**Direction:**
Revise the entries from the start of the entries through the line containing "column 279, row 323", replacing "marker" with "pin" throughout and leaving everything else unchanged. Omit the pictures from your answer.

**Excerpted data:**
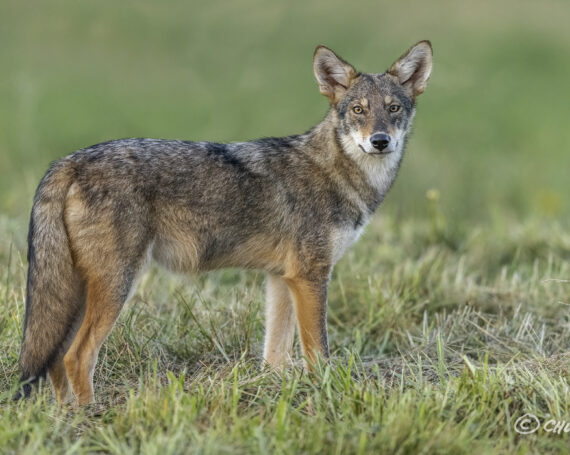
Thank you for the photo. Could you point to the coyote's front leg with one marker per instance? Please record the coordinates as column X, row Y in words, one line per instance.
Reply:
column 310, row 300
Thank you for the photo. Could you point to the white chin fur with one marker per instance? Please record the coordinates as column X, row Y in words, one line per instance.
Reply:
column 379, row 168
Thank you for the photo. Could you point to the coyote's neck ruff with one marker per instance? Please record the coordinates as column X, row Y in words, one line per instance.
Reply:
column 289, row 206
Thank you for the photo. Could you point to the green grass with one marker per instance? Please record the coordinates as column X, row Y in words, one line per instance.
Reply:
column 447, row 321
column 436, row 349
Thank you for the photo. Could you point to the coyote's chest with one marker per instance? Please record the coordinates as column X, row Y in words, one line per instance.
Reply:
column 342, row 238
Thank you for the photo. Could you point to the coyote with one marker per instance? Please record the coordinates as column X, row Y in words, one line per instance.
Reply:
column 289, row 206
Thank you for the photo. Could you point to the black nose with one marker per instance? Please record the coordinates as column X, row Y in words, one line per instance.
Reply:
column 380, row 141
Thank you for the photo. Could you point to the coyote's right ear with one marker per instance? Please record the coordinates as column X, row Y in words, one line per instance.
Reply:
column 413, row 69
column 333, row 74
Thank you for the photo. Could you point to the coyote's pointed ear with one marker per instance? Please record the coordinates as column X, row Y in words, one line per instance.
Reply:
column 333, row 74
column 414, row 67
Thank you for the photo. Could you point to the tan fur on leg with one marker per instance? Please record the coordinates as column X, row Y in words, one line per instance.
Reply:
column 59, row 382
column 310, row 305
column 101, row 312
column 279, row 323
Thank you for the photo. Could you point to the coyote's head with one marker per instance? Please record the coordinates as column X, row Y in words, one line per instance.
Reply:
column 374, row 112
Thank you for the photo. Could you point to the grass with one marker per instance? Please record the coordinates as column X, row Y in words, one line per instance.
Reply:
column 433, row 351
column 448, row 320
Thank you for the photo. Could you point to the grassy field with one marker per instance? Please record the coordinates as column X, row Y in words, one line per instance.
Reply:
column 448, row 320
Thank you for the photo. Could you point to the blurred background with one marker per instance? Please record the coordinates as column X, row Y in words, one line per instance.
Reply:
column 491, row 136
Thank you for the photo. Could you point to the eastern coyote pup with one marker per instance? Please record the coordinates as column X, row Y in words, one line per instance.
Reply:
column 290, row 206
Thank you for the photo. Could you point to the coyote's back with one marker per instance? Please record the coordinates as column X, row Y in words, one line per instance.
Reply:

**Full response:**
Thank you for the photo. Could you point to the coyote's front leg with one pin per instance? Please record the coordinates as column X, row Y in words, one line per instance.
Reply:
column 310, row 300
Thank you for the photo. Could you point to the white chin fur with one pin per instance? Please record the coordinates as column X, row Y in words, one line per instance.
Reply:
column 379, row 168
Thank you for the photo. Could you point to the coyote's neck ruff with one pin per instance? Please record the coordinates as column X, row Y in words, one line per instance.
Reply:
column 289, row 206
Thank you for the photo. Could you point to the green grass with one pin per instance? Please record the coordinates as column X, row Y in words, one line per instance.
Reply:
column 447, row 321
column 436, row 349
Thank you for the photo. Could you point to the coyote's chest with one pin per instance? Please record the coordinates as column X, row Y in words, one line per instance.
Reply:
column 342, row 238
Thank you for the photo. Could you point to the coyote with one pin per instance? Please record the coordinates as column X, row Y in words, one line per instance.
Reply:
column 289, row 206
Thank you for the photo. Could you point to the black nose with one pin per instance? Please record the coordinates as column X, row Y in words, one line per instance.
Reply:
column 380, row 141
Thank you for the photo. Could you point to the coyote's right ear with one pin per instance? Please record the coordinates as column X, row Y in words, one line per instance.
Reply:
column 413, row 69
column 333, row 74
Thank you for the photo. Could you point to the coyote's pointed ear with one pin per instance? Please record the coordinates as column X, row Y in words, one line per instance.
Reply:
column 333, row 74
column 414, row 67
Thank you for the photo. Could you point to the tan fur on leg with one pin per instance? Please record the coordinates as column X, row Y in words, one line per instance.
Reply:
column 59, row 382
column 310, row 305
column 101, row 312
column 279, row 323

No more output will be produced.